■ **What you need to do**:
a. Answer these questions about the excerpt on Chicago transit, one per line:
(i) Who wrote the Atlantic Cities piece on the Ashland plan?
(ii) What is the name of Daniel Hertz's blog?
(iii) What share of people did not own cars back then, according to Hertz?
b. Copy the excerpt on Chicago transit from "On his blog" up to and including "could become controversial.", swapping "Ashland" for "Western".

■ **Excerpt to read**:
┏━━
On his blog City Pages, Daniel Hertz has an effective critique of yesterday’s Atlantic Cities piece on the Ashland bus rapid transit plan. The story by Matt Dellinger is a fairly standard “two sides to every story” report on the issue, giving roughly equal weight and credibility to the project’s advocates and opponents. And the piece does contain a few astute lines about Chicago’s schizophrenic nature as a city that is both transit-friendly and car-centric:

The late 20th century remains baked into the city's landscape -- there are drive-­thru banks a ten minute walk from Michigan Avenue downtown, and big box stores and a strip mall with suburban-sized parking lots around the corner from the Steppenwolf Theatre… Chicago's transportation split­-personality explains a great deal about how its recent plan for bus-rapid transit along Ashland Avenue could become controversial.

But Hertz points out that the piece is written from the perspective that using transit as one’s primary way to get around Chicago is unusual. It begins: “Just ten years ago, living in Chicago without an automobile was considered eccentric behavior." Hertz responds:

Was it? Really? The one out of four people who didn’t own cars back then, they were eccentric? Is that what “eccentric” means? Things that 25% of the population does?
┗━━
■ **Records shown**:
┏━━
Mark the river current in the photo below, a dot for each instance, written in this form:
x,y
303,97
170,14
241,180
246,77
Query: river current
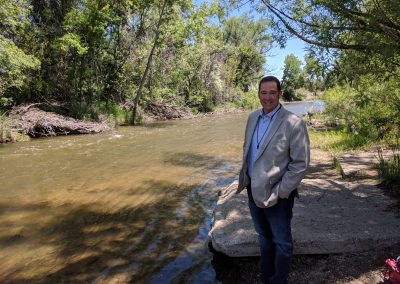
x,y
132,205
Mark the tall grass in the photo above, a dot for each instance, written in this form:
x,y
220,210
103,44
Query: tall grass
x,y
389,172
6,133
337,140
┗━━
┏━━
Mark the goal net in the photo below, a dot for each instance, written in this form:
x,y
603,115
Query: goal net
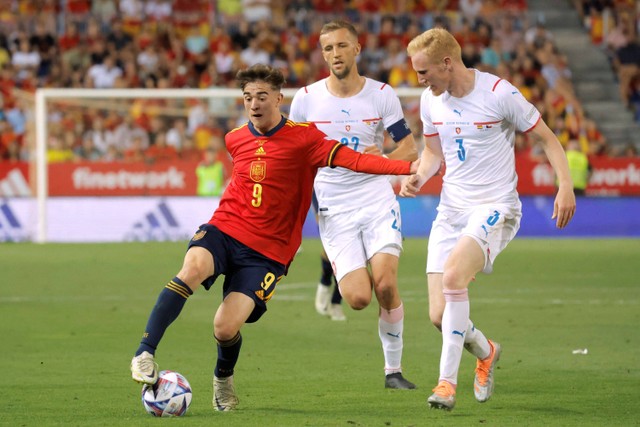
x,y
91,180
┗━━
┏━━
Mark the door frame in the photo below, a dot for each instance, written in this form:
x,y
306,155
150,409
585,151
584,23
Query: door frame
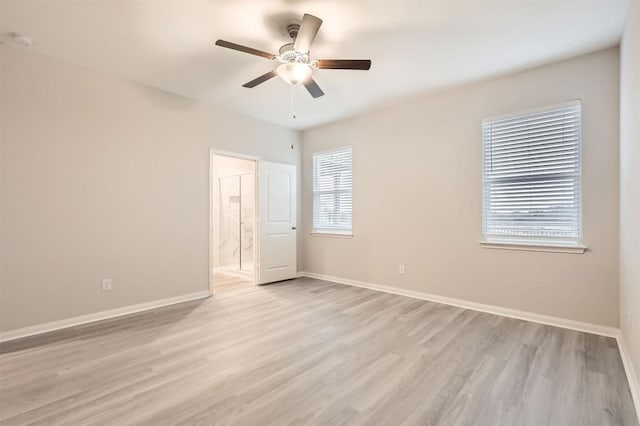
┗━━
■ **Completed exercise**:
a.
(i) Matt Dellinger
(ii) City Pages
(iii) One out of four (25%)

b.
On his blog City Pages, Daniel Hertz has an effective critique of yesterday’s Atlantic Cities piece on the Western bus rapid transit plan. The story by Matt Dellinger is a fairly standard “two sides to every story” report on the issue, giving roughly equal weight and credibility to the project’s advocates and opponents. And the piece does contain a few astute lines about Chicago’s schizophrenic nature as a city that is both transit-friendly and car-centric:

The late 20th century remains baked into the city's landscape -- there are drive-­thru banks a ten minute walk from Michigan Avenue downtown, and big box stores and a strip mall with suburban-sized parking lots around the corner from the Steppenwolf Theatre… Chicago's transportation split­-personality explains a great deal about how its recent plan for bus-rapid transit along Western Avenue could become controversial.